(Referring expression data)
____________
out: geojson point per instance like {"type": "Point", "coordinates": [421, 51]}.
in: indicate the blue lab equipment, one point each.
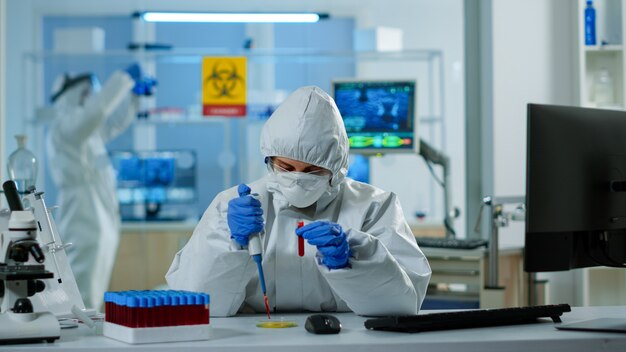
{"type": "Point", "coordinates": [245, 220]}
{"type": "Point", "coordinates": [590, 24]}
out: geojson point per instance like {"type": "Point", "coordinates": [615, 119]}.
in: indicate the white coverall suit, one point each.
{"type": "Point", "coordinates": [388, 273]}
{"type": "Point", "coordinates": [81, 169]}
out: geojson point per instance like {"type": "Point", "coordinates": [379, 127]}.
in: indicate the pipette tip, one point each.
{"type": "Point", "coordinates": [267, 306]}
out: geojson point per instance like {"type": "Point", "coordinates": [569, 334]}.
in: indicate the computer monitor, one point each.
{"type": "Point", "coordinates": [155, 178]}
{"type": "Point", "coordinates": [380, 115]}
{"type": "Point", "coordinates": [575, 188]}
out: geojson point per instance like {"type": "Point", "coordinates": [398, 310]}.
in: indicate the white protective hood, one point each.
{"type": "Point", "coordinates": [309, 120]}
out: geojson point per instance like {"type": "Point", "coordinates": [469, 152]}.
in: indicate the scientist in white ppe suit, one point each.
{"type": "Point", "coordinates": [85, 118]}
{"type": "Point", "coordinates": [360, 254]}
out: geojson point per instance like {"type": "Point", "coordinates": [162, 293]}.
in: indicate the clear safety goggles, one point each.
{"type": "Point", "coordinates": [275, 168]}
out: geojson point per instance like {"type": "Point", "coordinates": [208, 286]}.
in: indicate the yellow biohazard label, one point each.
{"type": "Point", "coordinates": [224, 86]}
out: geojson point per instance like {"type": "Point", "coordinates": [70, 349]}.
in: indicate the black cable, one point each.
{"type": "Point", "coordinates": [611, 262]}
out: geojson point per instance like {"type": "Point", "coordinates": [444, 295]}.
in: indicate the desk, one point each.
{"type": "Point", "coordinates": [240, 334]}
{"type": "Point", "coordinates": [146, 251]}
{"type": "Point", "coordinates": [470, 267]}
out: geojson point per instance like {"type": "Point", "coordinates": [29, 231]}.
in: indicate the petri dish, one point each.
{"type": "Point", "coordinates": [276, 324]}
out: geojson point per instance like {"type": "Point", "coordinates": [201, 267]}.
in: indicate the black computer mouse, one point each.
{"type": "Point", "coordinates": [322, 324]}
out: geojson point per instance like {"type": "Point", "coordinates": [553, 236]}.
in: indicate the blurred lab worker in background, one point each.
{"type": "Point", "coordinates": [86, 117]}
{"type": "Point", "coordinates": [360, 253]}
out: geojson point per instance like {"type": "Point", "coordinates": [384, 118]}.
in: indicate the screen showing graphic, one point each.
____________
Write out every line of the entries above exactly, and omit their pictures.

out: geojson point per instance like {"type": "Point", "coordinates": [421, 51]}.
in: indicate the blue lab equipment, one point each.
{"type": "Point", "coordinates": [245, 220]}
{"type": "Point", "coordinates": [590, 24]}
out: geojson point per instance like {"type": "Point", "coordinates": [615, 119]}.
in: indicate the white coverall suit, one point each.
{"type": "Point", "coordinates": [388, 273]}
{"type": "Point", "coordinates": [81, 169]}
out: geojson point per instance like {"type": "Point", "coordinates": [379, 127]}.
in: indicate the pipette tip, one point each.
{"type": "Point", "coordinates": [267, 306]}
out: geojson point per instance like {"type": "Point", "coordinates": [569, 334]}.
in: indicate the computer monitor, one point each.
{"type": "Point", "coordinates": [155, 178]}
{"type": "Point", "coordinates": [380, 115]}
{"type": "Point", "coordinates": [575, 188]}
out: geojson point per instance like {"type": "Point", "coordinates": [398, 310]}.
in: indicate the white protective hood, one point each.
{"type": "Point", "coordinates": [309, 120]}
out: geojson point per instance like {"type": "Point", "coordinates": [469, 152]}.
in: indicate the scientist in white ppe suit, one point each.
{"type": "Point", "coordinates": [85, 118]}
{"type": "Point", "coordinates": [360, 254]}
out: geojson point per instance like {"type": "Point", "coordinates": [162, 293]}.
in: indicate the clear safety goggles, one point each.
{"type": "Point", "coordinates": [275, 168]}
out: geojson point per instance like {"type": "Point", "coordinates": [208, 286]}.
in: indicate the yellow biohazard label, one point each.
{"type": "Point", "coordinates": [224, 86]}
out: geojson point per instance like {"type": "Point", "coordinates": [70, 349]}.
in: indicate the black cable, one point each.
{"type": "Point", "coordinates": [611, 262]}
out: geojson point per instance like {"type": "Point", "coordinates": [444, 295]}.
in: indicate the desk, one point each.
{"type": "Point", "coordinates": [240, 334]}
{"type": "Point", "coordinates": [146, 251]}
{"type": "Point", "coordinates": [470, 267]}
out: geojson point per instance like {"type": "Point", "coordinates": [29, 231]}.
in: indicate the petri dish, one point each.
{"type": "Point", "coordinates": [276, 324]}
out: geojson point per instance like {"type": "Point", "coordinates": [201, 267]}.
in: indicate the black computer mouse, one point each.
{"type": "Point", "coordinates": [322, 324]}
out: geojson point per instance like {"type": "Point", "coordinates": [553, 236]}.
in: indicate the blurred lab worker in background, one point each.
{"type": "Point", "coordinates": [86, 117]}
{"type": "Point", "coordinates": [360, 253]}
out: geojson point per instance like {"type": "Point", "coordinates": [384, 118]}.
in: indicate the screen showing graphic, one point each.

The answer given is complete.